* [EXCERPTED TEXT]
Entry is £980 per team, and when you factor in the cost of your car, accomodation, Visas and other bits and bobs it certainly ain’t cheap. But hey, it’s for charity, so it’s all worthwhile.
3. Peking to Paris
If you like the idea of The Mongol Rally but classic cars are your thing, this is the rally for you. This rally begins in Peking, China and pops over The Great Wall into Mongolia before taking an almost identical route in the opposite direction until you hit Paris, France.
Peking to Paris entrants must have a car registered before 1975, which makes for some incredible scenes as vintage motors kick up desert sand and negotiate mountain passes. Checking out the participating motors for this year’s event throws up fascinating vehicles such as a 1913 Model T Ford, a 1930 Rolls Royce Phantom and a Nissan Fairlady 240 Z.
This is the ultimate hardcore rally. Originally called the Paris-Dakar, the rally underwent route changes regularly until terrorists murdered spectators in Mauritania in 2007. Cancelled in 2008, the event then returned in South America as the Dakar. This year’s event took in Peru, Argentina and Chile, while 2014′s rally begins in Argentina and heads North into the hills of Bolivia before heading South through Chile to Valparaiso.
The rally is an epic spectacle of rally driving across some of the most challenging terrains known to man by the most talented drivers on the planet. The likes of Ari Vatanen, Carlos Sainz and Jacky Ickx (ask your Dad) have won stages here. What makes the rally fascinating, though, is that cars, motorbikes, quad-bikes and trucks all compete on the same routes.
Sound out of the reach of us mere mortals? Well you’ll be interested to learn that 80% of all competitors are amateur, so if you’ve got about $100,000 burning a hole in your pocket we can’t think of any better way to spend it.
5. 24 Hours of LeMons
This race is basically Le Mans for bangers. The rules are simple – your car must cost less than $500. Once you’ve got your car and it’s suitably race prepped you’re good to hit the track with literally 100+ other teams. At times the racing is like negotiating the M1 at rush hour. At speed. You’ll be overtaking someone deep into a corner while someone else overtakes you, while they defend their position from someone else before it all happens again at the next corner.

* [ABOUT THIS TASK]
Answer these questions from the excerpt on rallies and races.
(a) Before what year must a Peking to Paris car be registered?
(b) What percentage of competitors in the rally originally called the Paris-Dakar are amateur?
(c) Under what price must a car for the 24 Hours of LeMons cost?
The data that come next have no connection to the excerpt on rallies and races.

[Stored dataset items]
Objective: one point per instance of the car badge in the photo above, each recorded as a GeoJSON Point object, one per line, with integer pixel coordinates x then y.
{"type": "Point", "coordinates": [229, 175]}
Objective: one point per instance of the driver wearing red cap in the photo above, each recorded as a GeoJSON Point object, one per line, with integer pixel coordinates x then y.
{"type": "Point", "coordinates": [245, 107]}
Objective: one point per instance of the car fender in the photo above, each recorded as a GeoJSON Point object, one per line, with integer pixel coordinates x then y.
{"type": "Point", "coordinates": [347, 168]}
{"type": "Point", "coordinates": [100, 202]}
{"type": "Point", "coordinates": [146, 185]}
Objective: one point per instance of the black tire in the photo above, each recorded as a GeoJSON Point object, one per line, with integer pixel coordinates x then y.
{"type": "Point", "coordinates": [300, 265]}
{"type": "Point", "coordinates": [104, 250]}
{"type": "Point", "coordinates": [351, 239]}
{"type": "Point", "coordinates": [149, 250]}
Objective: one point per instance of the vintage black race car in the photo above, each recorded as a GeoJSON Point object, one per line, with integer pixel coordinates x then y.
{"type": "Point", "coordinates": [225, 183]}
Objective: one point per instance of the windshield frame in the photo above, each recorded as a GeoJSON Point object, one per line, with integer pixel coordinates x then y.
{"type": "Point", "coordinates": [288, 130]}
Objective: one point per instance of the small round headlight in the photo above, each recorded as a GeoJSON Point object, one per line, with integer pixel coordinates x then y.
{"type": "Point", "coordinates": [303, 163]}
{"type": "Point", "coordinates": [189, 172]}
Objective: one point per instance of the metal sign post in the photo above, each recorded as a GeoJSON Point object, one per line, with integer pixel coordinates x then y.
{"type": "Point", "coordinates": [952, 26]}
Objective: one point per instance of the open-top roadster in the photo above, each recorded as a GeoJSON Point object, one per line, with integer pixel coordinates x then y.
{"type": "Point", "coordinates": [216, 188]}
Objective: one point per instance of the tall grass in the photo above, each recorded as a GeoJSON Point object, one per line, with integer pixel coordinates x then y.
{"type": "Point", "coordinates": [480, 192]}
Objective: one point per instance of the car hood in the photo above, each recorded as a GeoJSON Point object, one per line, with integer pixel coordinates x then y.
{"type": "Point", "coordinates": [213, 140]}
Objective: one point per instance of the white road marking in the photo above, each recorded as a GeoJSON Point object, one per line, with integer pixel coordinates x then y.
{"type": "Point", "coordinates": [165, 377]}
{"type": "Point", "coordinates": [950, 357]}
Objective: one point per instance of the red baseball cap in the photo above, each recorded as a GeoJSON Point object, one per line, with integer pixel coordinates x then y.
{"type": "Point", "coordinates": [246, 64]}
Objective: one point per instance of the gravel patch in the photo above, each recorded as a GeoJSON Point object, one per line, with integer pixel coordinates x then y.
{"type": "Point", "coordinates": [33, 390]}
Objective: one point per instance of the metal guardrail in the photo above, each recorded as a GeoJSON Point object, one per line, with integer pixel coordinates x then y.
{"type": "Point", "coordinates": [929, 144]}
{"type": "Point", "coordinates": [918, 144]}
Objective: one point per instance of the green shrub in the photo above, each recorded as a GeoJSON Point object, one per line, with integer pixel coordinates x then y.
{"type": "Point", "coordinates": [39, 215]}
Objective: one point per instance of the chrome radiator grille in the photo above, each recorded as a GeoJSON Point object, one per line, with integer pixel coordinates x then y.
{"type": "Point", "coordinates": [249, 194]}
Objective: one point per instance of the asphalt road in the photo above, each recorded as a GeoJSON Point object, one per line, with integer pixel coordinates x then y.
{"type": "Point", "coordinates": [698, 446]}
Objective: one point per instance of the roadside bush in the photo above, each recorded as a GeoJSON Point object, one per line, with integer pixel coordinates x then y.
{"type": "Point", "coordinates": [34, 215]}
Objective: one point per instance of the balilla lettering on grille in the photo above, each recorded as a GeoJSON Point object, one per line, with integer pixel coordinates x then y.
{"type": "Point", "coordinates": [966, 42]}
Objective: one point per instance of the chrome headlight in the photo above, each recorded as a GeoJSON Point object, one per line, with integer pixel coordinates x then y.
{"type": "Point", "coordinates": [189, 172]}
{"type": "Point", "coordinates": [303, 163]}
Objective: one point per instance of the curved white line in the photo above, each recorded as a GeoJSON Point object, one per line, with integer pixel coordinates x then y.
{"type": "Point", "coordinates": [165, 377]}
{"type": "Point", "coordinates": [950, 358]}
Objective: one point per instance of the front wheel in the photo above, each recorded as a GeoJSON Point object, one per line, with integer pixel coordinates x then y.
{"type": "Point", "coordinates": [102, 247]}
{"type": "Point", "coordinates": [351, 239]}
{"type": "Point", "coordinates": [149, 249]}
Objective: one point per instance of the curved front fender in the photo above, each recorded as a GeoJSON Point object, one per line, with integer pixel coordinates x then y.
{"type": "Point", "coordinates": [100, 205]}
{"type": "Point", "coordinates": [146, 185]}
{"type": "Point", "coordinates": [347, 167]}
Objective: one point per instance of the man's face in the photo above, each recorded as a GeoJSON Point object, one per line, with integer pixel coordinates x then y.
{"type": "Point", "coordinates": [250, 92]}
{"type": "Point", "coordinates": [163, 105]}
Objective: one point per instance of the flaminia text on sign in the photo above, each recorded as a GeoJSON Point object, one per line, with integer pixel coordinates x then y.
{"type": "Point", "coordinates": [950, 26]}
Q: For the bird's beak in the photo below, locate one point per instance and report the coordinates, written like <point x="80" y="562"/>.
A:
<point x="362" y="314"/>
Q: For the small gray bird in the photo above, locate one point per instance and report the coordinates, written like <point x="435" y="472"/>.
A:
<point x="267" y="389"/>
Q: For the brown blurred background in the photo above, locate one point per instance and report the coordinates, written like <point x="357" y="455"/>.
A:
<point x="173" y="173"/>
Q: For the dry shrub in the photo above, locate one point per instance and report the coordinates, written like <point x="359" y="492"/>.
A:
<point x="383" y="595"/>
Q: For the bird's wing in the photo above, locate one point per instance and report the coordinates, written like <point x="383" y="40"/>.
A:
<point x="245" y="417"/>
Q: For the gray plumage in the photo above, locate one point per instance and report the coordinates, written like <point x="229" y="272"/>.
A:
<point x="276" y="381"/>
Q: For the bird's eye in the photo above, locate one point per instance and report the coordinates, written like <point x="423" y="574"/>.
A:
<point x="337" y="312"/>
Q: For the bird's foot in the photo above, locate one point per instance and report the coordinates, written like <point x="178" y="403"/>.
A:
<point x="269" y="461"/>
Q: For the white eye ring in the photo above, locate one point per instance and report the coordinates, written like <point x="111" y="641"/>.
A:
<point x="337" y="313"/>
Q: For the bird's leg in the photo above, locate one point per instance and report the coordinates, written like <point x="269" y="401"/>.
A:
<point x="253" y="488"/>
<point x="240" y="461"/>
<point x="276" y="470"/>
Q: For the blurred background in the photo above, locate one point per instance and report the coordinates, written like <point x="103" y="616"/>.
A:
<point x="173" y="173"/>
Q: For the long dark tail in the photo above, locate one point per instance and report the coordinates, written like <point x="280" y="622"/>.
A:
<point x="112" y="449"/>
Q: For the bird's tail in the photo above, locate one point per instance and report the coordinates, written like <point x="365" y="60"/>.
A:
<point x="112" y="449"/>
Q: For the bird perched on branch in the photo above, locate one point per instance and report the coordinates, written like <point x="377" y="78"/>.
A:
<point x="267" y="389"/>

* [RESULT OF THIS TASK]
(a) 1975
(b) 80%
(c) $500